Już wyżéj pozwoliliśmy sobie krytykować myśl wyłączania z Bazaru kupców z powodu ich narodowości lub wyznania, gdyż exkluzje takie rodzą nienawiści, są antisocjalne i wszelkim dążnościom, do których ludzkość zmierza, przeciwne, a możliwém się zbogaceniem kilku polskich kupców w Bazarze w żaden sposób usprawiedliwione nie zostaną. W oświadczeniu naszém, iż Polskę przedewszystkiém życzymy widzieć rolniczą, a nie przemysłową lub kupiecką, niech nikt nie upatruje dla stanu kupieckiego jakiejkolwiek niechęci, okazywaliśmy bowiem temu zawsze nasze czynne sympatje, niedoprowadzając jednakże tego uczucia aż do monopolu; szanując bowiem zalety i cnotu temuż właściwe, jesteśmy jedynie zdania, iż te są u nas na nieszczęście przedwczesne, gdyż nam tymczasowo innych potrzeba. Jeżeli zaś usunięcie tego uprzedzenia za wiele przezwyciężenia z naszéj strony kosztowaćby miało, tobyśmy od naszych przeciwników wzajemnie żądać musieli przywileju, aby wszyscy Polacy tylko w Bazarze, a nie po innych Hotelach stawali; nadto w sprzeczności z tém co się dotąd dzieje, należałoby w tymże zamieścić warunek, aby stawający mniéj jedli, a więcéj pili, gdyż w przedsiębranych na exploitacją człowieka spekulacjach, dziś już nie jest tajemnicą, iż kuchnia w Hotelach przynosi stratę, jeżeli takowa przez zysk z trunków wynagrodzoną nie zostanie[8].
Przy bliższém więc zastanowieniu, iż skoro naszych własnych współobywateli przymusić nie możemy, ażeby z gościnności w Bazarze im ofiarowanéj korzystali, to niesłusznością natomiast zostaćby musiała zasada, ażeby Bazar cudzoziemcom bogatym i kupcom zamożnym zamykać; zysków godziwych z niego nie ciągnąć; kapitałom w niego włożonym, dla zasady z mianami Hotelu i Bazaru niezgodnéj, tak niekorzystną walkę z innemi tego rodzaju zakładami, wolno toczyć było. Nasamprzód zaś przy pozostaniu przy systemacie w uważaniu Bazaru niekosmopolitycznym, należałoby osobom innéj z nami narodowości ich składki zwrócić, gdyż uczucie samo nas ostrzega, iż chcąc kogo uderzyć, nie należy przynajmniéj brać od niego pieniędzy na kij.

Zadania ->
1. Co według tekstu o Bazarze przynosi w hotelach stratę, jeśli nie wyrówna jej zysk z trunków?
2. Przepisz z tekstu o Bazarze fragment od „Przy bliższém więc” do „pieniędzy na kij.”, włącznie z tymi słowami.
3. Dopisz dalszy ciąg tekstu o Bazarze, zaczynając po jego ostatnim zdaniu.
Wiersze zamieszczone dalej to osobny materiał, niezwiązany z tekstem o Bazarze.

Dane ->
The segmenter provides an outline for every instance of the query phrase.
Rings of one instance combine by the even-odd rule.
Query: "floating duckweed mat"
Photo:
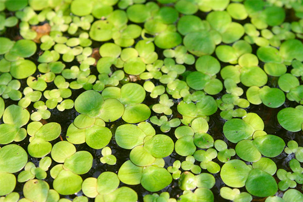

Odpowiedzi ->
1. Kuchnia.

2.
Przy bliższém więc zastanowieniu, iż skoro naszych własnych współobywateli przymusić nie możemy, ażeby z gościnności w Bazarze im ofiarowanéj korzystali, to niesłusznością natomiast zostaćby musiała zasada, ażeby Bazar cudzoziemcom bogatym i kupcom zamożnym zamykać; zysków godziwych z niego nie ciągnąć; kapitałom w niego włożonym, dla zasady z mianami Hotelu i Bazaru niezgodnéj, tak niekorzystną walkę z innemi tego rodzaju zakładami, wolno toczyć było. Nasamprzód zaś przy pozostaniu przy systemacie w uważaniu Bazaru niekosmopolitycznym, należałoby osobom innéj z nami narodowości ich składki zwrócić, gdyż uczucie samo nas ostrzega, iż chcąc kogo uderzyć, nie należy przynajmniéj brać od niego pieniędzy na kij.

3.
Pozbądźmy go raczéj, a zobaczymy co z niego zdoła przedsiębierczy uczynić człowiek, skoro przez myśl wszelkim zasadom gospodarstwa przeciwną, w swem działaniu nie będzie związanym. Sądzimy więc, że im prędzéj takową przeciw Towarzystwu i przeciw naszemu interesowi grzeszącą porzucimy, tém prędzéj wyjdziemy z nienaturalnego położenia, które nam nie pozwala wszystkich naszych sił do utworzenia użyteczniejszych zakładów zwrócić jako potrzeby narodowéj, abyśmy zdatnych polskich urzędników gospodarskich kształcić i używać mogli, i żeby nasz jaką klęską dotknięty rodak, nie potrzebował się do niechętnego udawać nieprzyjaciela, lecz żeby w oszczędności lub gotowości nieszczęściem nienawiedzonych swych ziomków znajdował gotowe wsparcie i możliwą pomoc.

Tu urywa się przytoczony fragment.